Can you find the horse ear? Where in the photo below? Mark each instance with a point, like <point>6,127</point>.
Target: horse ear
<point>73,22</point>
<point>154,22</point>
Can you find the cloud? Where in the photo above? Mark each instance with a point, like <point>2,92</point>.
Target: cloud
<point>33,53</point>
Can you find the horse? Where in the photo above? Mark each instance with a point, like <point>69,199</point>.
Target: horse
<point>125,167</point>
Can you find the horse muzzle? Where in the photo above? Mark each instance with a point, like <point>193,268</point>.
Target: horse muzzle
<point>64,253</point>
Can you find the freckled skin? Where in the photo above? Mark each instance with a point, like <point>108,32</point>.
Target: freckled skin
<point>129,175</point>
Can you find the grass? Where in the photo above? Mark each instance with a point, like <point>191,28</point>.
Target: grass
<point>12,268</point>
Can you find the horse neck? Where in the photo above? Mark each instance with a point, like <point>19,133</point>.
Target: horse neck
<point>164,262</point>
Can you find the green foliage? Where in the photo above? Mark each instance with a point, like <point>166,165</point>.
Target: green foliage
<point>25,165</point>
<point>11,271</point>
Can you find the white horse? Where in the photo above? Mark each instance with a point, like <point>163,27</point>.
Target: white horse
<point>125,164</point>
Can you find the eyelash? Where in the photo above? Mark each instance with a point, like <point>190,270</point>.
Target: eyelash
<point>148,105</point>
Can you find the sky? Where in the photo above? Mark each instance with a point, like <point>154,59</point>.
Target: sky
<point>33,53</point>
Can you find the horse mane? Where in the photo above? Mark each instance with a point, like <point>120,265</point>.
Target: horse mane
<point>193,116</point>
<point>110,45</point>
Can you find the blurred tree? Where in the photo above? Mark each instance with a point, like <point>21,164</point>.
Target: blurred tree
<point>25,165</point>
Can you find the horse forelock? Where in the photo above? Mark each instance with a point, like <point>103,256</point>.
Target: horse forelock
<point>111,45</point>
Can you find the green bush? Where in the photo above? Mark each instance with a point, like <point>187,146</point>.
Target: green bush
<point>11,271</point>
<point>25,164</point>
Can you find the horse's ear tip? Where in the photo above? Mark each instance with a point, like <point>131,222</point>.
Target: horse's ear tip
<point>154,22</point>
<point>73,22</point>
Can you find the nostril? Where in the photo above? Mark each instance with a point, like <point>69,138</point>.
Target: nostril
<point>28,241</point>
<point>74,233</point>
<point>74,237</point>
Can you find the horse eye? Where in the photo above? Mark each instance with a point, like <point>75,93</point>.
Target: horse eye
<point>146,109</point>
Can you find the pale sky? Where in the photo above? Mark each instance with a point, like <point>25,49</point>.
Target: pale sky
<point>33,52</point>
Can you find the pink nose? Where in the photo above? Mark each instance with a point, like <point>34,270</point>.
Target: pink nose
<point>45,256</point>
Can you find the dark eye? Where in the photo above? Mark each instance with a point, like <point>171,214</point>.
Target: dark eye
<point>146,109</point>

§ **DIRECTIONS FOR THIS TASK**
Every line of the listing is to be returned exactly as written.

§ **FINISHED EXERCISE**
Can you find the horse ear? Where in the photo below? Mark each instance with a point, like <point>6,127</point>.
Target: horse ear
<point>73,22</point>
<point>154,22</point>
Can you find the cloud? Where in the photo above? Mark each instance with a point, like <point>2,92</point>.
Target: cloud
<point>33,53</point>
Can you find the horse? Where in the photo above? Mark each instance with a point, like <point>69,199</point>.
Target: horse
<point>125,167</point>
Can you find the horse muzzle? Where in the photo above? Mark each instance with a point, like <point>193,268</point>.
Target: horse muzzle
<point>64,253</point>
Can you find the freckled skin? Where in the photo above? Mark each instance with a point, like <point>108,32</point>.
Target: freckled skin
<point>129,175</point>
Can you find the grass? Where in the photo above? Mark each instance with a point, like <point>191,28</point>.
Target: grass
<point>12,268</point>
Can you find the horse neck? Where in the photo above? Mark each instance with a point, like <point>19,133</point>.
Target: horse neck
<point>164,262</point>
Can you find the green foliage? Where in the photo above? Mark each instance with a point, like <point>166,165</point>.
Target: green foliage
<point>25,165</point>
<point>11,271</point>
Can you find the white horse? Where in the photo above? Mark each instance with a point, like <point>163,27</point>.
Target: white horse
<point>125,164</point>
Can you find the eyelash? Where in the photo above? Mark each instance with a point, like <point>190,270</point>.
Target: eyelash
<point>148,105</point>
Can you find the sky? Where in the photo above? Mark each instance with a point, like <point>154,59</point>.
Target: sky
<point>33,53</point>
Can you find the horse mane? Where in the photo above? Mark each instance with a point, like <point>120,265</point>.
Target: horse mane
<point>193,116</point>
<point>110,45</point>
Can you find the blurred tree? Where in the photo above? Mark each instance with a point, like <point>21,164</point>.
Target: blurred tree
<point>25,165</point>
Can you find the horse forelock? Where in the photo above? Mark each instance with a point, like <point>103,256</point>.
Target: horse forelock
<point>111,45</point>
Can you find the green bush? Where in the photo above? Mark each instance with a point, like <point>187,146</point>.
Target: green bush
<point>11,271</point>
<point>25,164</point>
Can you find the horse's ear tip? Where in the photo above? Mark each instance with a point, like <point>131,222</point>.
Target: horse's ear tip
<point>154,22</point>
<point>73,22</point>
Can you find the nostril? Where in the photo above? Mark each instance with a point, like <point>69,138</point>.
Target: nostril
<point>28,241</point>
<point>74,233</point>
<point>74,237</point>
Can you find the horse eye? Where in the photo above? Mark each instance with a point, like <point>75,93</point>.
Target: horse eye
<point>146,109</point>
Can you find the pale sky? Where in the photo above? Mark each instance with a point, like <point>25,49</point>.
Target: pale sky
<point>33,52</point>
Can you find the pink nose? Where in the photo above? Mark each instance with a point, like <point>34,270</point>.
Target: pink nose
<point>45,256</point>
Can you find the dark eye? Where in the photo above? Mark each instance with a point, like <point>171,214</point>.
Target: dark eye
<point>146,109</point>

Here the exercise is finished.